# START OF EXTRACT TO READ

Having said all that, I should think that some segments of the reading
public would welcome these electronic readers. I imagine they would appeal
to some sci-fi and perhaps fantasy readers. That might be a good thing
because it would clear the shelves of that stuff, and make room for proper
literature. But I find it impossible to imagine that a woman would prefer to
curl up with pleasure to read Pride and Prejudice on a Kindle rather than in
a well-bound, good quality book. 

Just last week I saw a beautiful edition of Voltaire's Candide, which was
the first complete book I ever read in French, and will probably buy it just
because of the beauty of the edition, and a great part of the pleasure of
reading it again will come from the physical qualities of the book itself.
My late neighbour, John Beckett, had an edition of Ulysses which James Joyce
himself had decorated and adorned either for John personally or for his
cousin Sam. If and when texts only exist as sequences of bits, this kind of
thing will never happen. Last year I read a number of classics which I would
not otherwise have read, simply because they were available in such
beautiful editions.

The point is, it's not just me. A very large percentage of the reading
population enjoys books for their own sake as well as their content. That
percentage is a large enough segment of the market to keep printed books
going for a very long time.

# END OF EXTRACT TO READ
# START OF GIVEN RECORDS

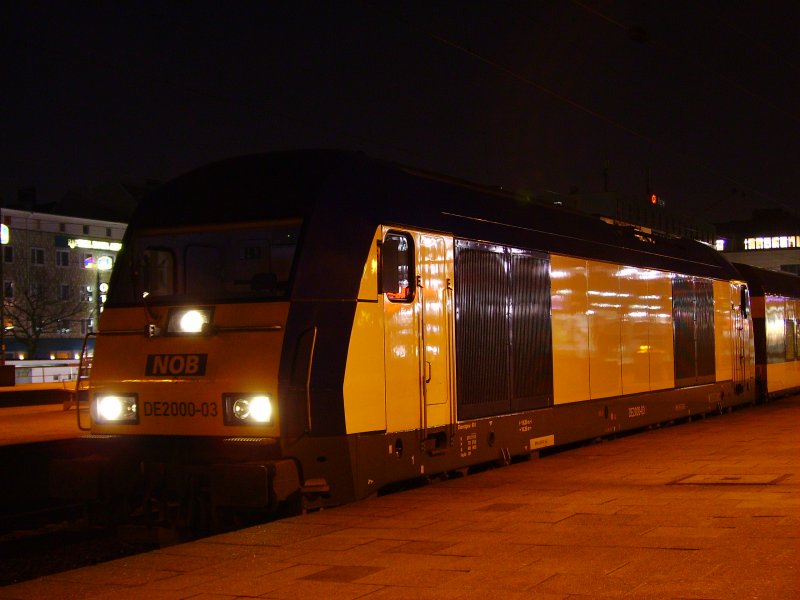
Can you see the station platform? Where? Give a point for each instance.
(707, 510)
(37, 412)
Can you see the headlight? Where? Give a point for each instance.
(247, 409)
(116, 409)
(189, 320)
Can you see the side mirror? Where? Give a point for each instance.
(264, 282)
(390, 264)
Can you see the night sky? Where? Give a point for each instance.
(531, 95)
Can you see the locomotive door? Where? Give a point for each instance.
(434, 256)
(416, 274)
(741, 341)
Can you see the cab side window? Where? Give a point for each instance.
(397, 267)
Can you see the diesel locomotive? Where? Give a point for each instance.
(314, 326)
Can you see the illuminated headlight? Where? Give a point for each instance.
(116, 409)
(247, 409)
(189, 320)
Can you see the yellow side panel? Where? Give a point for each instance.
(724, 295)
(662, 347)
(363, 377)
(633, 286)
(605, 341)
(570, 329)
(403, 382)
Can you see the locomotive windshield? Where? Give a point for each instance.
(223, 263)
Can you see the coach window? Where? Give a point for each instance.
(397, 267)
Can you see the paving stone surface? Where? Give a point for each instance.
(702, 510)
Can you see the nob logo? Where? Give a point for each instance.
(176, 364)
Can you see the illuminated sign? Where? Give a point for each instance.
(104, 263)
(775, 242)
(94, 244)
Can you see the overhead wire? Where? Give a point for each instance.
(511, 72)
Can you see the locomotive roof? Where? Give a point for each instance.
(343, 196)
(764, 281)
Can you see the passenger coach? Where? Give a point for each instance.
(327, 324)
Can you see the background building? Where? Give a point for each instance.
(770, 239)
(55, 270)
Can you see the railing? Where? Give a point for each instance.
(44, 371)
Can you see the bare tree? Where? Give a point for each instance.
(41, 308)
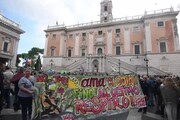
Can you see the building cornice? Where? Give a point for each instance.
(114, 22)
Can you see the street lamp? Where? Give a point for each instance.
(119, 66)
(146, 60)
(51, 61)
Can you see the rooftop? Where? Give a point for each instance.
(137, 17)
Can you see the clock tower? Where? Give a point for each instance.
(106, 11)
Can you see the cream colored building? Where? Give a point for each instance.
(9, 39)
(146, 44)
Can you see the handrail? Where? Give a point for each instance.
(8, 21)
(113, 20)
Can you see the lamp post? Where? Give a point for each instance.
(119, 67)
(51, 61)
(146, 60)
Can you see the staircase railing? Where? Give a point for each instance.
(121, 64)
(158, 71)
(76, 64)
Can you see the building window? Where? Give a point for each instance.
(105, 8)
(162, 46)
(117, 30)
(99, 51)
(99, 32)
(71, 35)
(54, 36)
(160, 24)
(83, 52)
(136, 49)
(69, 53)
(118, 51)
(5, 47)
(52, 51)
(84, 34)
(136, 29)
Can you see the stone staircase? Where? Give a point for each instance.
(118, 65)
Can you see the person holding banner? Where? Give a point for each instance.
(25, 94)
(171, 97)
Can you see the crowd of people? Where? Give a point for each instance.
(161, 92)
(20, 85)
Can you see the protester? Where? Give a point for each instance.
(25, 95)
(170, 96)
(144, 87)
(15, 80)
(7, 85)
(1, 86)
(151, 90)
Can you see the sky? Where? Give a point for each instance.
(34, 16)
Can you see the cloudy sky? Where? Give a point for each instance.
(35, 15)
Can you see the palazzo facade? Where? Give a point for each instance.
(146, 44)
(9, 39)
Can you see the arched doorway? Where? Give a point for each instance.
(95, 67)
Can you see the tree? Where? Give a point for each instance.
(18, 60)
(30, 57)
(38, 64)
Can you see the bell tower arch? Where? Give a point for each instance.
(106, 11)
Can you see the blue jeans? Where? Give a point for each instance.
(26, 107)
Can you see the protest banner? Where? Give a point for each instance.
(71, 97)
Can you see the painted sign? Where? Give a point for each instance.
(71, 97)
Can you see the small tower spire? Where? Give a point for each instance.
(106, 11)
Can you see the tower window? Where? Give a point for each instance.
(5, 47)
(136, 49)
(84, 34)
(69, 53)
(105, 8)
(99, 32)
(54, 35)
(117, 30)
(99, 51)
(52, 51)
(83, 52)
(160, 24)
(118, 50)
(162, 46)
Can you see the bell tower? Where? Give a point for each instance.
(106, 11)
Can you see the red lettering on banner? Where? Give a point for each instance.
(93, 82)
(68, 117)
(62, 79)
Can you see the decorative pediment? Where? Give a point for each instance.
(162, 39)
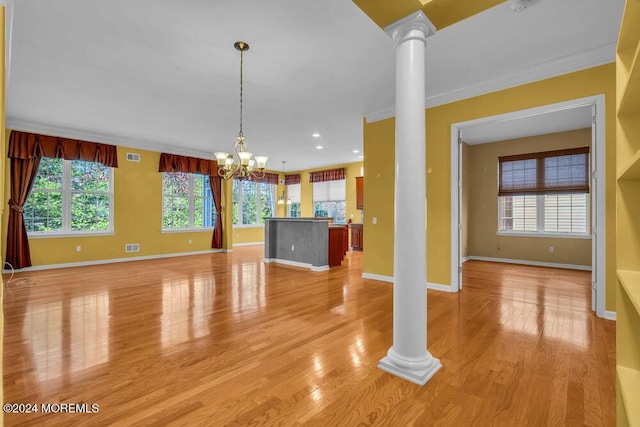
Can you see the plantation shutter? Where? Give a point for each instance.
(293, 192)
(329, 191)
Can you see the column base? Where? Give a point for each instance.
(417, 376)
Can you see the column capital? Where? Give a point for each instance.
(414, 26)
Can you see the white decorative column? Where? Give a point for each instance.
(408, 358)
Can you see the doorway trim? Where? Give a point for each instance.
(597, 197)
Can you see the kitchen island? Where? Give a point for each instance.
(313, 243)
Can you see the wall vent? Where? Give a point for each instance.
(133, 157)
(132, 247)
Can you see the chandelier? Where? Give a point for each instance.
(241, 166)
(282, 200)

# END OF GIVEN RECORDS

» **DIRECTIVES**:
1: According to the passage on printed books, what was the first complete book the writer ever read in French?
2: Using the passage on printed books, explain why the writer expects printed books to keep going for a very long time.
3: List every literary work named by title in the passage on printed books.

» **SOLUTIONS TO THE TASKS**:
1: Voltaire's Candide.

2: A very large percentage of the reading population enjoys books for their own sake as well as for their content. That percentage is a large enough segment of the market to sustain printed books for a very long time.

3: Pride and Prejudice, Candide, Ulysses